▶

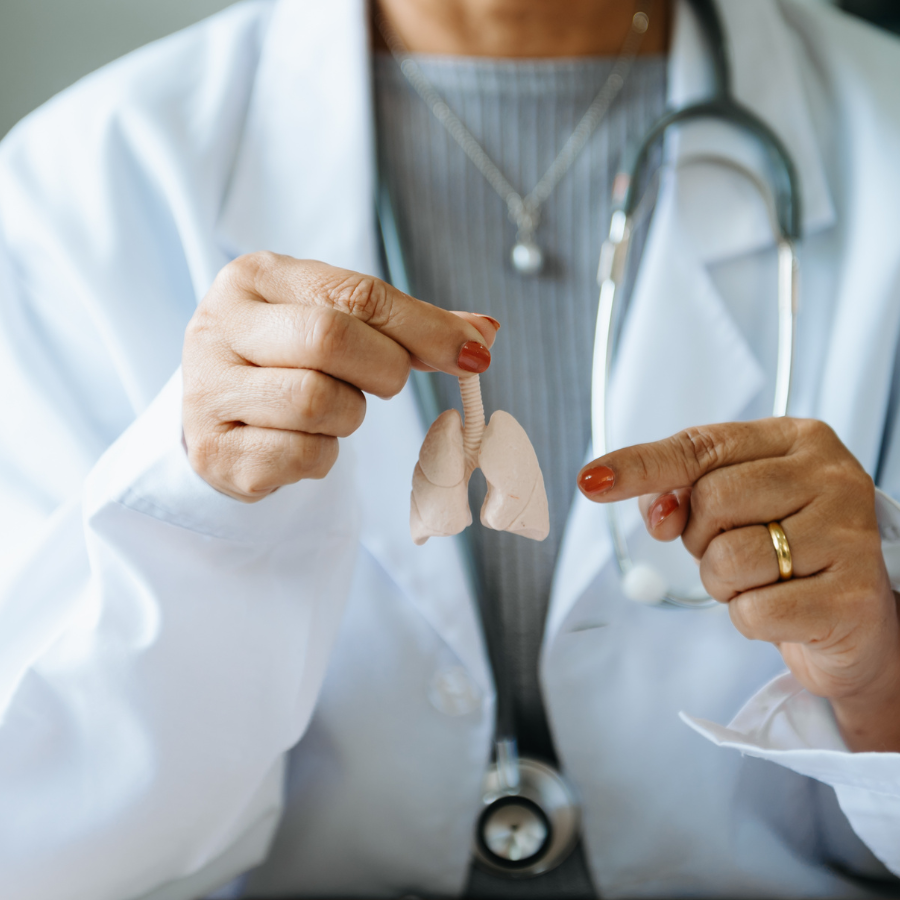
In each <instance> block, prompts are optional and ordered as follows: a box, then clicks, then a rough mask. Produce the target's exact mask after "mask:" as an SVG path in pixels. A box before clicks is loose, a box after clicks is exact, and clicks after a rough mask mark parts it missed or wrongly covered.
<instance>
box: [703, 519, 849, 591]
mask: <svg viewBox="0 0 900 900" xmlns="http://www.w3.org/2000/svg"><path fill="white" fill-rule="evenodd" d="M822 522H823V516H822V514H821V512H820V511H819V510H818V509H817V508H816V507H815V506H814V505H811V506H808V507H806V508H805V509H803V510H802V511H801V512H799V513H797V514H796V515H793V516H789V517H788V518H786V519H783V520H782V522H781V527H782V529H783V531H784V534H785V537H786V538H787V542H788V546H789V547H790V548H791V563H792V569H793V573H794V576H795V577H797V578H808V577H810V576H812V575H816V574H818V573H819V572H822V571H824V570H825V569H827V568H829V567H830V566H831V565H832V564H833V563H834V562H835V560H836V559H838V558H839V556H840V554H841V553H842V552H846V551H849V552H850V553H851V554H852V555H855V554H856V552H857V551H856V538H855V537H854V534H855V533H851V532H849V531H845V530H844V529H843V528H838V529H835V528H833V527H831V528H823V527H822ZM700 577H701V579H702V580H703V584H704V586H705V587H706V590H707V591H708V592H709V594H710V596H711V597H715V598H716V600H720V601H722V602H727V601H728V600H731V598H732V597H734V596H735V595H736V594H740V593H742V592H744V591H748V590H752V589H753V588H758V587H763V586H765V585H767V584H775V583H776V582H777V581H778V580H779V577H780V573H779V569H778V557H777V555H776V554H775V545H774V543H773V541H772V535H771V534H770V533H769V529H768V528H767V527H766V526H765V525H750V526H748V527H746V528H736V529H734V530H733V531H726V532H724V533H722V534H720V535H718V536H716V537H715V538H713V540H712V541H711V542H710V544H709V546H708V547H707V549H706V552H705V553H704V554H703V557H702V559H701V560H700Z"/></svg>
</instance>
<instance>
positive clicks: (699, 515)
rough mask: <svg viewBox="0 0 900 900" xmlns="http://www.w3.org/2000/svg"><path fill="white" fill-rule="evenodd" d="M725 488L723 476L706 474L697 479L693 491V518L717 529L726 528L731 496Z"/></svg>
mask: <svg viewBox="0 0 900 900" xmlns="http://www.w3.org/2000/svg"><path fill="white" fill-rule="evenodd" d="M724 488H725V486H724V484H723V479H722V478H712V477H709V476H706V477H705V478H701V479H700V480H699V481H697V483H696V484H695V485H694V487H693V490H692V491H691V518H692V519H694V520H695V521H697V520H699V521H701V522H702V523H704V524H705V525H706V526H707V527H709V528H712V529H713V530H715V531H724V530H726V527H727V524H728V523H727V522H726V520H725V516H726V511H727V510H728V508H729V498H728V497H727V495H726V492H725V490H724Z"/></svg>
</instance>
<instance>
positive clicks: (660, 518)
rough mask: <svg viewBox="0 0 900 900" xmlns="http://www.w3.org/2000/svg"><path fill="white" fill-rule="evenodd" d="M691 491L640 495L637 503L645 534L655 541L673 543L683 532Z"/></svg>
mask: <svg viewBox="0 0 900 900" xmlns="http://www.w3.org/2000/svg"><path fill="white" fill-rule="evenodd" d="M690 500H691V489H690V488H679V489H678V490H676V491H667V492H666V493H665V494H642V495H641V497H640V500H639V502H638V506H639V508H640V511H641V516H643V519H644V525H645V526H646V528H647V532H648V533H649V534H650V536H651V537H653V538H654V539H655V540H657V541H674V540H675V538H677V537H679V536H680V535H681V533H682V532H683V531H684V528H685V525H686V524H687V521H688V515H689V513H690V508H691V505H690Z"/></svg>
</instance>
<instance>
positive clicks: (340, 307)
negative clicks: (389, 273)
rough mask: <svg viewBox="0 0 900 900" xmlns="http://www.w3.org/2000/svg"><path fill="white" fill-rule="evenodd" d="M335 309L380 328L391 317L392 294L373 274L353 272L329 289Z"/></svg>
mask: <svg viewBox="0 0 900 900" xmlns="http://www.w3.org/2000/svg"><path fill="white" fill-rule="evenodd" d="M329 299H330V300H331V303H332V305H333V306H334V308H335V309H338V310H340V311H341V312H345V313H348V314H349V315H351V316H353V317H354V318H355V319H360V320H361V321H363V322H365V323H366V324H367V325H371V326H372V327H373V328H380V327H382V326H384V325H385V324H387V322H388V321H389V320H390V318H391V306H392V300H391V294H390V291H389V290H388V287H387V285H386V284H385V283H384V282H383V281H381V280H380V279H378V278H375V277H374V276H372V275H357V274H355V273H354V274H353V275H350V276H348V277H346V278H344V279H342V280H341V281H340V282H338V284H337V285H335V286H334V287H332V288H331V289H330V291H329Z"/></svg>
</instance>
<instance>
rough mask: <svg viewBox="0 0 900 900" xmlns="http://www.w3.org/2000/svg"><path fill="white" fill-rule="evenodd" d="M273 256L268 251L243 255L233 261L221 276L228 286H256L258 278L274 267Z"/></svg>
mask: <svg viewBox="0 0 900 900" xmlns="http://www.w3.org/2000/svg"><path fill="white" fill-rule="evenodd" d="M274 261H275V254H274V253H270V252H269V251H268V250H257V251H255V252H254V253H245V254H243V255H242V256H238V257H236V258H235V259H233V260H232V261H231V262H230V263H228V265H227V266H225V268H224V269H222V274H223V275H224V276H225V278H226V280H227V282H228V283H229V284H230V285H241V286H256V285H257V283H258V281H259V278H260V276H261V275H262V274H263V273H264V272H266V271H268V270H270V269H271V267H272V266H273V265H274Z"/></svg>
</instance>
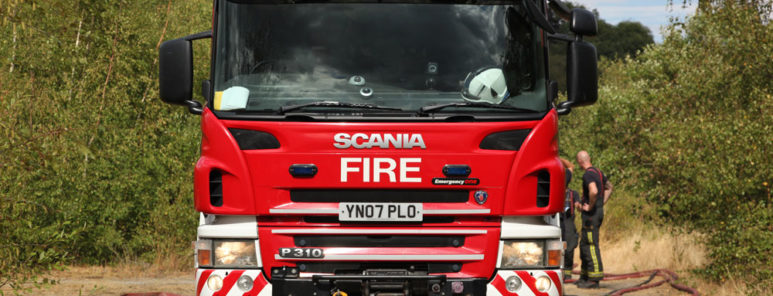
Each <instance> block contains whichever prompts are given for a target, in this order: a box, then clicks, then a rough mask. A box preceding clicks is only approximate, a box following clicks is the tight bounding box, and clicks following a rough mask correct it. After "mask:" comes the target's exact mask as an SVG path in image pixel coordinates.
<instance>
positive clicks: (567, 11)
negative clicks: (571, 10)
mask: <svg viewBox="0 0 773 296" xmlns="http://www.w3.org/2000/svg"><path fill="white" fill-rule="evenodd" d="M548 5H550V9H552V10H553V12H555V13H556V14H557V15H558V17H560V18H562V19H564V20H566V21H569V20H570V19H571V18H572V11H571V10H570V9H569V7H567V6H566V5H565V4H564V3H563V2H561V1H559V0H549V1H548Z"/></svg>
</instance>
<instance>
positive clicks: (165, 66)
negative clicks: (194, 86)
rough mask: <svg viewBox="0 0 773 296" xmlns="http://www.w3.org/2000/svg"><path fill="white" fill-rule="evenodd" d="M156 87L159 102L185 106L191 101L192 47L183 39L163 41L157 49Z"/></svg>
mask: <svg viewBox="0 0 773 296" xmlns="http://www.w3.org/2000/svg"><path fill="white" fill-rule="evenodd" d="M158 87H159V96H161V100H162V101H164V102H166V103H169V104H175V105H187V104H186V103H185V102H187V101H190V100H191V99H193V46H192V44H191V42H190V41H188V40H185V39H183V38H180V39H174V40H169V41H164V43H162V44H161V47H160V48H159V49H158Z"/></svg>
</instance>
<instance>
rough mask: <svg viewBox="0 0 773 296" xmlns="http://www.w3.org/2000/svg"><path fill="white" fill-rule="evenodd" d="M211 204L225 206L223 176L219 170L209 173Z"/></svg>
mask: <svg viewBox="0 0 773 296" xmlns="http://www.w3.org/2000/svg"><path fill="white" fill-rule="evenodd" d="M209 204H211V205H213V206H216V207H222V206H223V174H222V173H220V171H218V170H212V171H211V172H209Z"/></svg>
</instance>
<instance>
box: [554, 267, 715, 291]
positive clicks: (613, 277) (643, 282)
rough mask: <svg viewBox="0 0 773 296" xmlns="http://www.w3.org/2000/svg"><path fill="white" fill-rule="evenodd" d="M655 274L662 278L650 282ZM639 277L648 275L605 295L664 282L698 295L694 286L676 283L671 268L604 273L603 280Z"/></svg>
mask: <svg viewBox="0 0 773 296" xmlns="http://www.w3.org/2000/svg"><path fill="white" fill-rule="evenodd" d="M572 273H574V274H580V272H579V271H572ZM656 276H660V277H662V278H663V280H660V281H657V282H654V283H651V282H652V280H653V279H655V277H656ZM641 277H648V279H647V280H645V281H644V282H642V283H639V284H637V285H634V286H631V287H627V288H622V289H617V290H614V291H612V292H609V293H607V294H606V296H619V295H623V294H626V293H630V292H635V291H641V290H644V289H649V288H654V287H657V286H660V285H663V284H665V283H668V284H669V285H671V287H673V288H674V289H677V290H679V291H682V292H685V293H688V294H690V295H694V296H698V295H700V293H698V290H695V289H694V288H691V287H688V286H685V285H682V284H678V283H676V281H677V280H678V279H679V276H678V275H677V274H676V273H675V272H673V271H671V270H668V269H652V270H647V271H639V272H632V273H620V274H617V273H605V274H604V279H603V280H604V281H616V280H626V279H633V278H641ZM576 281H577V280H573V279H570V280H566V281H564V282H565V283H573V282H576Z"/></svg>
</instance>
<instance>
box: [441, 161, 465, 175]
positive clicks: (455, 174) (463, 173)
mask: <svg viewBox="0 0 773 296" xmlns="http://www.w3.org/2000/svg"><path fill="white" fill-rule="evenodd" d="M471 172H472V170H471V169H470V166H468V165H466V164H447V165H445V166H444V167H443V174H444V175H446V176H447V177H467V176H469V175H470V173H471Z"/></svg>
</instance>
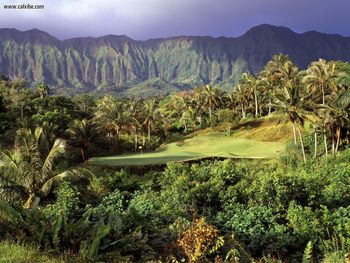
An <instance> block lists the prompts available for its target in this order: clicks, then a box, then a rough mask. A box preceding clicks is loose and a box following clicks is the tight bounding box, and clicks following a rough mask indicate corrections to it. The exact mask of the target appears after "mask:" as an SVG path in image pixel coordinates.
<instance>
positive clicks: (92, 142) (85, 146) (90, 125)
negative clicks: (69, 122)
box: [67, 119, 103, 161]
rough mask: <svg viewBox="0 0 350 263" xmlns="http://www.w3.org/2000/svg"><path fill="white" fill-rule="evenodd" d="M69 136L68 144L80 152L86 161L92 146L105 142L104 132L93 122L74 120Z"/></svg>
mask: <svg viewBox="0 0 350 263" xmlns="http://www.w3.org/2000/svg"><path fill="white" fill-rule="evenodd" d="M67 134H68V136H69V139H68V144H69V145H71V146H72V147H75V148H78V149H79V150H80V153H81V156H82V158H83V160H84V161H85V160H86V159H87V158H88V156H87V151H88V150H89V149H90V148H91V146H93V145H94V144H98V143H101V142H103V133H102V130H101V128H100V127H99V126H98V125H97V124H96V123H94V122H93V121H92V120H87V119H83V120H74V121H73V123H72V124H71V125H70V127H69V129H68V130H67Z"/></svg>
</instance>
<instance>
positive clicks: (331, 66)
mask: <svg viewBox="0 0 350 263" xmlns="http://www.w3.org/2000/svg"><path fill="white" fill-rule="evenodd" d="M306 72H307V75H306V76H305V77H304V79H303V80H304V82H305V83H306V85H307V86H308V87H309V90H310V91H311V90H314V91H319V92H320V93H321V97H322V104H323V105H325V104H326V98H327V96H330V95H332V94H335V93H336V91H337V89H338V86H337V83H336V80H337V78H338V77H339V71H338V69H337V66H336V63H335V62H332V61H330V62H327V61H326V60H324V59H319V60H318V61H315V62H312V63H311V65H310V66H309V68H308V69H307V71H306Z"/></svg>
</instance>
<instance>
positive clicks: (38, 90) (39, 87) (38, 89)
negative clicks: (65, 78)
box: [36, 83, 51, 100]
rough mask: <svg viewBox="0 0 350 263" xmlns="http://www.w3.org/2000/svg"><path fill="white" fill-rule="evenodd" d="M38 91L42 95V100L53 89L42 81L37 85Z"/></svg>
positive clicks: (36, 88)
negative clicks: (47, 85) (42, 82)
mask: <svg viewBox="0 0 350 263" xmlns="http://www.w3.org/2000/svg"><path fill="white" fill-rule="evenodd" d="M36 89H37V91H38V93H39V96H40V99H41V100H42V99H43V98H44V97H45V96H48V95H49V94H50V92H51V89H50V88H49V86H47V85H46V84H44V83H41V84H39V85H38V86H37V87H36Z"/></svg>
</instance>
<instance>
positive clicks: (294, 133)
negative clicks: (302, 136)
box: [292, 122, 297, 144]
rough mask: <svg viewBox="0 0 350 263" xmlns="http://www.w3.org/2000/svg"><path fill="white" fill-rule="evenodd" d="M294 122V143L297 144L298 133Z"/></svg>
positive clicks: (293, 125)
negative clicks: (296, 130) (295, 129)
mask: <svg viewBox="0 0 350 263" xmlns="http://www.w3.org/2000/svg"><path fill="white" fill-rule="evenodd" d="M292 124H293V138H294V144H297V134H296V131H295V123H294V122H292Z"/></svg>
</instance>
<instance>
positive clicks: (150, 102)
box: [142, 99, 158, 147]
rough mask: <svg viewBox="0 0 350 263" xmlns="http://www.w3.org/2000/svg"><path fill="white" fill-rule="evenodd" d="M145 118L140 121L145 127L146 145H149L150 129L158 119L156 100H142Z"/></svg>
mask: <svg viewBox="0 0 350 263" xmlns="http://www.w3.org/2000/svg"><path fill="white" fill-rule="evenodd" d="M144 110H145V119H144V121H143V123H142V125H143V126H145V127H147V138H148V145H149V147H151V130H152V129H154V128H155V126H156V122H157V119H158V109H157V108H156V100H155V99H151V100H146V101H144Z"/></svg>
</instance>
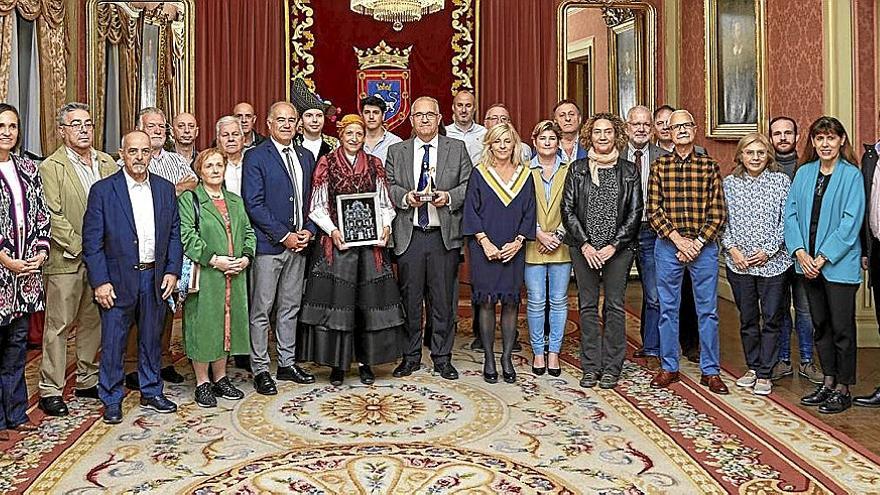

◀

→ EXERCISE REQUIREMENTS: Find how many lines in the listing hold "tight", and reply with that number only.

→ RESULT: 2